(PROBLEM TO WORK ON) In the material below, change every "Predicted boxes" to "Detected boxes" and leave all other text untouched.

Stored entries
○ ○ ○

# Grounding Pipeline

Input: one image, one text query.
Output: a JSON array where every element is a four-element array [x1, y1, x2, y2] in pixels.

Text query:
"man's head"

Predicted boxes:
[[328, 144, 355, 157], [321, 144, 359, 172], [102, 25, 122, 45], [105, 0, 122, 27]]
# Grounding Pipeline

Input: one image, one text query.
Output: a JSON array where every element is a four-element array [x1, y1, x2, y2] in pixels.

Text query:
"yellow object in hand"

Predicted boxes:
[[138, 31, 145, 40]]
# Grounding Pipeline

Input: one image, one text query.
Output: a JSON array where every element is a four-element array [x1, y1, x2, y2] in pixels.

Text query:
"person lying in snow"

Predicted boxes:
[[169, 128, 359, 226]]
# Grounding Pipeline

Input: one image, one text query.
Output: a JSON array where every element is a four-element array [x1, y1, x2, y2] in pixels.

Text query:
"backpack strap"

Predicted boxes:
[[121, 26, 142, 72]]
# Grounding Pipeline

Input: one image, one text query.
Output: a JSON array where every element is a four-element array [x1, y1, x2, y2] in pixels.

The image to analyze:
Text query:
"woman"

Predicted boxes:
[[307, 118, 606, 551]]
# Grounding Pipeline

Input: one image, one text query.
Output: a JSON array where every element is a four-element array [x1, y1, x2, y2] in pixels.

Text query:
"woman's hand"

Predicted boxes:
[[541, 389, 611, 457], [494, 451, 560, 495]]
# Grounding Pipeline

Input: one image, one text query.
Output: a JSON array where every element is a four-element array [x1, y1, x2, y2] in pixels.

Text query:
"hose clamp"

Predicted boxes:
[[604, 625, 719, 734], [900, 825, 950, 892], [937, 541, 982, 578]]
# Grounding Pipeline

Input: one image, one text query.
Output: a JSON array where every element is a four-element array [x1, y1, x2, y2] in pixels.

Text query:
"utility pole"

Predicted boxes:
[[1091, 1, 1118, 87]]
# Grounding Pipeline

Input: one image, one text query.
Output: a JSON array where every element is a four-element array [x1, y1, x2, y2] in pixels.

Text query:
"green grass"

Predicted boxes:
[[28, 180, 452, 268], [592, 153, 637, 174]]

○ ○ ○

(SOLUTION)
# Grounding Pipeline

Input: one image, one text query.
Output: a JSON array where every element is a four-element array [x1, y1, x2, y2] in pixels.

Text query:
"man's head"

Detected boxes:
[[328, 144, 355, 157], [321, 144, 359, 172], [102, 25, 122, 45], [105, 0, 122, 27]]
# Grounding Pipeline

Input: one image, one text query.
Output: a JSON array where every element is a four-element array [x1, y1, x2, y2] in pixels.

Text query:
"yellow object in hand"

Detected boxes:
[[138, 31, 145, 40]]
# Grounding Pipeline

Input: one image, one text query.
Output: a JSON array where every element is a four-element array [x1, y1, x2, y2] in pixels.

Text query:
"person lying in snow"

Detected boxes:
[[169, 128, 359, 226]]
# Grounding Pipeline

Input: one image, one text query.
Output: a JSON array where every element is a four-element array [x1, y1, x2, y2] in pixels.

Text query:
"backpack strap"

Detected boxes:
[[121, 26, 142, 72]]
# Grounding Pipeline

Input: one image, one text query.
Output: a JSON array where every element is a four-element array [x1, y1, x2, y2] in pixels.

The image to analyze:
Text query:
"woman"

Detected boxes:
[[307, 118, 606, 551]]
# Grounding Pipeline

Input: one image, one text query.
Output: a JSON array where every element is a four-element array [x1, y1, x2, y2] in pixels.

Text query:
"woman's hand"

Detected boxes:
[[541, 389, 611, 457], [494, 451, 560, 495]]
# Grounding Pipeline

Input: one image, one text query.
Output: a JSON array where every element is a four-element array [x1, y1, x2, y2] in pixels.

Text query:
"hose clamp"

Detected boxes:
[[604, 625, 719, 734], [900, 825, 950, 892], [937, 541, 982, 578]]
# Grounding Pipeline

Input: one image, one text query.
Output: a JSON array where every element is a four-element array [x1, y1, x2, y2] in pixels.

Text query:
"utility pole"

Detected boxes:
[[1091, 1, 1118, 87]]
# Grounding Pipeline

Input: one image, one text query.
Output: a JSON array where every element is a four-element array [x1, y1, x2, y2] in pixels.

Text query:
"green grass"

Detected boxes:
[[28, 180, 452, 268], [592, 153, 637, 174]]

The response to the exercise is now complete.